Written instruction a: Could you reproduce the entries below word for word, starting with the line that contains "input: laptop | mode: detection" and continuing through the end of the entries?

--- START Text passage ---

It seems that this season, this summer-into-fall, has brought its theme into full focus for me this year.  Fall, the time of harvest.  And the idea of harvest is one of reaping benefits; of bounty.  Yet, there is another idea we humans have exchanged at times less optimistic: we reap what we sow.

I am undecided in this moment.  Undecided as to whether I am reaping, or harvesting.  Reaping seems more like a cutting out.  Harvesting, to me, suggests enjoyment of an effort well made. A celebration of culmination.  In the moment I finish this writing, I feel more that I am cutting some things away.  But, perhaps not the things that I think.

I've lost people from my life this year.  They still walk and talk and breathe, just not in my life.  Do I understand that people come and go?  Yes.  And, some of them, I have chosen to lose.  Intellectually, it took me quite some time to understand that just because I was putting energy into a friendship didn't mean the friend would recognize this, and match my energy.  And it's odd, really, that it took me as long as it did to learn this simple fact.  I'd almost call it a selective blind spot.  The facts have confronted me over and over, and yet, I repeated the process with friends over the years.

In moments of reflection, I think I keep concluding that it's because I'm an eternal optimist.  An odd combination, perhaps, such a cynic (as I am, for sure!) and yet an optimist as well.

But, the losses this season seem compounded.  There's a term I hear in my head when I think about the act of making the choice to do so much damage to a relationship that there is no hope of ever going back.  The term is, "burning it down."  The relationship ceases to be anything but ashes.  What you once saw in all of its glory is simply gone, and in its place only thin air.

One friend, who has been a friend for decades, off-handedly let slip some details relating to a very difficult time in my life.  On deeper questioning, I eventually discovered that some of the actual premises of the foundation of our friendship were lies.  I left it there.  I couldn't fathom a relationship with somebody who lies and continues to lie when the truth would be so simple to offer.

--- END Text passage ---
--- START Records provided ---

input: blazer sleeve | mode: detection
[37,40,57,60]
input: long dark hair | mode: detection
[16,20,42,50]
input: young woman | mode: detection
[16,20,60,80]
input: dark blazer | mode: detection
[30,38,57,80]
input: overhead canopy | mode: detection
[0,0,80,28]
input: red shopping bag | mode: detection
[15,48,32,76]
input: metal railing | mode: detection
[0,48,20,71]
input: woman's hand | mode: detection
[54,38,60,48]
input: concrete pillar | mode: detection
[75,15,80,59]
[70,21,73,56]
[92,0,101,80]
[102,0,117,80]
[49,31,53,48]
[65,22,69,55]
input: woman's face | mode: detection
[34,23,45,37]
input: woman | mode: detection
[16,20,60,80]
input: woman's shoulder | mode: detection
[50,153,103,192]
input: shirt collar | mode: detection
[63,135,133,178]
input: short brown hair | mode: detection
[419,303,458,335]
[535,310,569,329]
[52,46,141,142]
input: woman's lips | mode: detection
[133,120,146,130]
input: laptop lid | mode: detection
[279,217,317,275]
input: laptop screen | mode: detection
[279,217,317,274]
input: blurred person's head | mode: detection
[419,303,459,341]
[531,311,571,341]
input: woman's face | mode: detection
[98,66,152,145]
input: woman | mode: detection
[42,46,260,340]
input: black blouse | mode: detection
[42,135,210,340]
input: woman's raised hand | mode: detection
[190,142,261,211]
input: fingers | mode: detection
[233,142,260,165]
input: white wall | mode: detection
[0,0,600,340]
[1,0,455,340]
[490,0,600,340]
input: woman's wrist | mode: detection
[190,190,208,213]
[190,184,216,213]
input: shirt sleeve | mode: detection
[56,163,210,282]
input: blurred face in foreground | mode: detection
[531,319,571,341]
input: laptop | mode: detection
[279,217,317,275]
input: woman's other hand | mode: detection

--- END Records provided ---

Written instruction b: Can you condense the paragraph of the harvest essay that begins "I've lost people from my life this year" into a short bulleted list of its main points?

Right answer a:
input: laptop | mode: detection
[279,217,317,275]
input: woman's other hand | mode: detection

Right answer b:
- The writer has lost people this year. They are still alive but no longer part of the writer's life.
- The writer accepts that people come and go, and chose to lose some of them.
- It took a long time to understand that putting energy into a friendship doesn't mean the friend will recognize it or match it.
- The writer calls this a selective blind spot. Despite being confronted with the facts again and again, the writer repeated the pattern with friends over the years.